Oregon has become the first US state to decriminalise the possession of hard drugs, including cocaine and heroin.
People caught with small amounts of drugs for personal use will now have to pay a $US100 ($NZ149) fine or have a health check at an addiction-recovery centre.
Oregon also becomes the first state to legalise the therapeutic use of hallucinogenic mushrooms.
The new measures were approved by a public vote as part of a nationwide push to relax drug laws.
Elsewhere, voters in Arizona, New Jersey, Montana and South Dakota passed a ballot to legalise marijuana.
They join 11 other states, and the District of Columbia, which have already given the green light to the recreational adult use of cannabis - a drug that is still prohibited on a federal level.
Violations of Oregon's current state law against drug possession carry a maximum penalty of a $US6250 fine and up to a year in jail.
But despite the change in policy, people in Oregon who manufacture or distribute hard drugs will still face criminal punishment. Possession of larger quantities could result in misdemeanour charges, rising to felony charges if the quantity is considered large enough to be commercial.

• • •

> **Task list**
A. Please copy from the Oregon drug article, word for word, the part that opens with the words containing "Oregon has become" and closes with "relax drug laws.".
B. Answer these questions from the Oregon drug article:
(i) What fine do people in Oregon caught with small amounts of drugs for personal use now have to pay?
(ii) How were the new measures approved?
(iii) Which four states passed a ballot to legalise marijuana?

> **Data below**
• • •

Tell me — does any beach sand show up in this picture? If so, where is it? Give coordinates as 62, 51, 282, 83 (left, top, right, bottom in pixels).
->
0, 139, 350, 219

• • •

> **Per-task outputs**
A.
Oregon has become the first US state to decriminalise the possession of hard drugs, including cocaine and heroin.
People caught with small amounts of drugs for personal use will now have to pay a $US100 ($NZ149) fine or have a health check at an addiction-recovery centre.
Oregon also becomes the first state to legalise the therapeutic use of hallucinogenic mushrooms.
The new measures were approved by a public vote as part of a nationwide push to relax drug laws.

B.
(i) $US100 ($NZ149)
(ii) By a public vote
(iii) Arizona, New Jersey, Montana and South Dakota